[start of Listing]

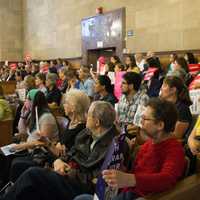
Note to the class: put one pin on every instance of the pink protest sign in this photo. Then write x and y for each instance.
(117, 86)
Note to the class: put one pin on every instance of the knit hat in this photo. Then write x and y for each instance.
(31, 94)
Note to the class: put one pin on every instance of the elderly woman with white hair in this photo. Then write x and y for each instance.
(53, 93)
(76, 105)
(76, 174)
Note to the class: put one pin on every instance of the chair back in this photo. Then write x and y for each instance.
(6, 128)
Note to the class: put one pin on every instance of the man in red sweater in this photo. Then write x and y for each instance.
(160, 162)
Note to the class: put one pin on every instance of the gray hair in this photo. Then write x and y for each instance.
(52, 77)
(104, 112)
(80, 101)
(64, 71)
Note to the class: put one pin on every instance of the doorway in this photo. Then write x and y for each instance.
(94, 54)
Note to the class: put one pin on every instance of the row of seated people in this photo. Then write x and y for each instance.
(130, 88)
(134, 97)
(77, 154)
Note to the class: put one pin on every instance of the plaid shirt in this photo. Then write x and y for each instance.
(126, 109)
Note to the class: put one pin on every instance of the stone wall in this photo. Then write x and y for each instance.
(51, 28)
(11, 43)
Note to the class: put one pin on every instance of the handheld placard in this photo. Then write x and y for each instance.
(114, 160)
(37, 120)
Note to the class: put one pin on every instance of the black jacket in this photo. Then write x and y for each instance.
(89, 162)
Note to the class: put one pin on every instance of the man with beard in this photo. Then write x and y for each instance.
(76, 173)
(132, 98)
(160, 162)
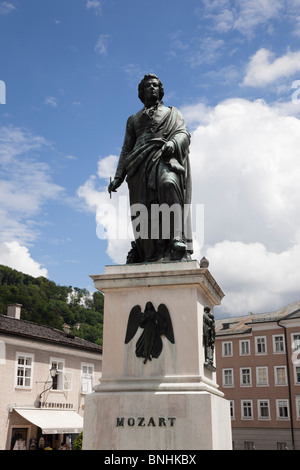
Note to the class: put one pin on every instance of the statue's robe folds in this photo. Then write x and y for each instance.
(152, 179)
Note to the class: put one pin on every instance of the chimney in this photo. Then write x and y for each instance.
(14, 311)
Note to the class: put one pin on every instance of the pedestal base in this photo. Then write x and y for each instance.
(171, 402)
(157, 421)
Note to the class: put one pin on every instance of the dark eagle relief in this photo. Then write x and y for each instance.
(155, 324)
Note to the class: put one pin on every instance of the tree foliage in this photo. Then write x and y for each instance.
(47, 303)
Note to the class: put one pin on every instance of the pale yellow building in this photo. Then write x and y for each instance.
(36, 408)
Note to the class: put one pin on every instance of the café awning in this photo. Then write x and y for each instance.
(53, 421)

[end of Listing]
[start of Listing]

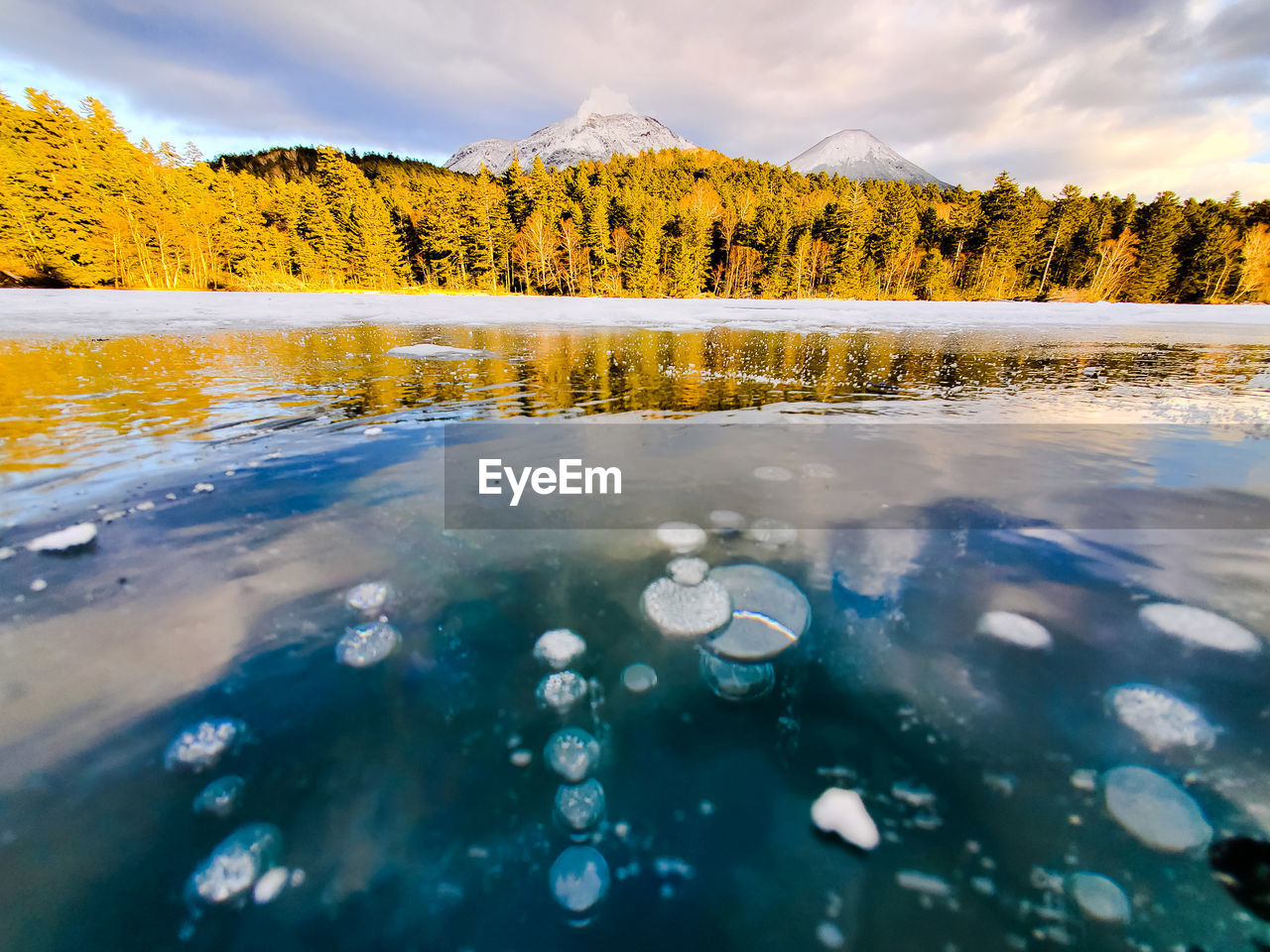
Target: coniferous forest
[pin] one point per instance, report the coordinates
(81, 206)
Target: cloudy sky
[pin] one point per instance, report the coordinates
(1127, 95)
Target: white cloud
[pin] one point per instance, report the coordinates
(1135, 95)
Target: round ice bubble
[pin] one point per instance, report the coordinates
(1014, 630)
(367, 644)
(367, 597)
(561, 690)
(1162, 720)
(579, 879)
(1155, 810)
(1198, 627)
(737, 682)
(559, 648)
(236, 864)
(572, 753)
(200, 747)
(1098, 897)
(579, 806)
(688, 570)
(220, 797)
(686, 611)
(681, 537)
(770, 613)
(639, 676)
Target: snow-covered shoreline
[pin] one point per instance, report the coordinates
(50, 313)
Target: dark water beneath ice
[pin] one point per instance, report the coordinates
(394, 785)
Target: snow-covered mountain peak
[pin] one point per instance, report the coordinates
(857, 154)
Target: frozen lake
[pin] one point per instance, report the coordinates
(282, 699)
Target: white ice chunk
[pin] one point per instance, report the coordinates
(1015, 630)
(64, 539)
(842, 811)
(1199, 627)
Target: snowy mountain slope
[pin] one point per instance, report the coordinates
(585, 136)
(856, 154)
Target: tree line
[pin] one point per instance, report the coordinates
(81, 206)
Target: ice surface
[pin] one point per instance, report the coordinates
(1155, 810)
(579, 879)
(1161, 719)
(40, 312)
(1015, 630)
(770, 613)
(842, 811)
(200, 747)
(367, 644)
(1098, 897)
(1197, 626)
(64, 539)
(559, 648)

[end of Listing]

Render the records as a JSON list of strings, one string per line with blank lines left out, starting with the line that contains "Target: frozen lake" and going on through the line that contains "(1199, 627)", both ends included.

[
  "Target: frozen lake",
  "[pin] one point per instance, report the coordinates",
  "(282, 699)",
  "Target: white ice chunk",
  "[pin] one point per instance, report the coordinates",
  "(1015, 630)",
  "(64, 539)",
  "(842, 811)",
  "(1199, 627)"
]